*** Opening PASSAGE ***
Additional Information and Where to Find It

This document relates to a proposed transaction between Clover and SCH. This document does not constitute an offer to sell or exchange, or the solicitation of an offer to buy or exchange, any securities, nor shall there be any sale of securities in any jurisdiction in which such offer, sale or exchange would be unlawful prior to registration or qualification under the securities laws of any such jurisdiction. SCH intends to file a registration statement on Form S-4 with the SEC, which will include a document that serves as a prospectus and proxy statement of SCH, referred to as a proxy statement/prospectus. A proxy statement/prospectus will be sent to all SCH shareholders. SCH also will file other documents regarding the proposed transaction with the SEC. Before making any voting decision, investors and security holders of SCH are urged to read the registration statement, the proxy statement/prospectus and all other relevant documents filed or that will be filed with the SEC in connection with the proposed transaction as they become available because they will contain important information about the proposed transaction.
*** Closing PASSAGE ***
*** Opening INFORMATION GIVEN ***
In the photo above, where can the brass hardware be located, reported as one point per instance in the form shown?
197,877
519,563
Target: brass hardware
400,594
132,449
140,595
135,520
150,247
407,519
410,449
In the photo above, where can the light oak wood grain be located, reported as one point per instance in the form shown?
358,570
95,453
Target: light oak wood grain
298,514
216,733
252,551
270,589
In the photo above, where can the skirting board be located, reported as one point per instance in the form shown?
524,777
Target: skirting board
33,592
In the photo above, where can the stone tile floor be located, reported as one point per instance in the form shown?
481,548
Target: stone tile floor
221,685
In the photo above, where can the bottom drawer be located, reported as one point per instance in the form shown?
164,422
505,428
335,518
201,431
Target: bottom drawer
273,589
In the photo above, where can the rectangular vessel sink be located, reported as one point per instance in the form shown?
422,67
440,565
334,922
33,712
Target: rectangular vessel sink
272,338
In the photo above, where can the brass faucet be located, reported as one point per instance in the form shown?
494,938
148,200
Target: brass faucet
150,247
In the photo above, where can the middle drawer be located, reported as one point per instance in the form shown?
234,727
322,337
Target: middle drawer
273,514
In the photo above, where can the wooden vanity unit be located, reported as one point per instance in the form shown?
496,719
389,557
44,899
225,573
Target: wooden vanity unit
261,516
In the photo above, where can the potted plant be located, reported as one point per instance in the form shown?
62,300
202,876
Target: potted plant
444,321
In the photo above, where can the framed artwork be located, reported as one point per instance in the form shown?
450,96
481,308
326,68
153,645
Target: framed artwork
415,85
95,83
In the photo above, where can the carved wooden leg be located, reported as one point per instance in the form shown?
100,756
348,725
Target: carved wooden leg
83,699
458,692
*** Closing INFORMATION GIVEN ***
*PARTS OF THE EXERCISE:*
- 1) Rewrite the paragraph of the Additional Information section that begins "This document relates to a proposed transaction" as a short bulleted list that keeps its main facts.
- 2) According to the Additional Information section, why are investors and security holders of SCH urged to read the registration statement and related filings before voting?
- 3) In the Additional Information section, on which form does SCH intend to file its registration statement with the SEC?

*LIST OF ANSWERS:*
- 1)
- The document concerns a proposed transaction between Clover and SCH.
- It is not an offer to sell or exchange securities, nor a solicitation of an offer to buy or exchange them. No securities will be sold in any jurisdiction where that would be unlawful before registration or qualification.
- SCH intends to file a registration statement on Form S-4 with the SEC. It will include a proxy statement/prospectus.
- The proxy statement/prospectus will be sent to all SCH shareholders.
- SCH will also file other documents about the transaction with the SEC.
- SCH investors and security holders are urged to read these documents before voting.

- 2) They are urged to read them because these documents will contain important information about the proposed transaction.

- 3) Form S-4.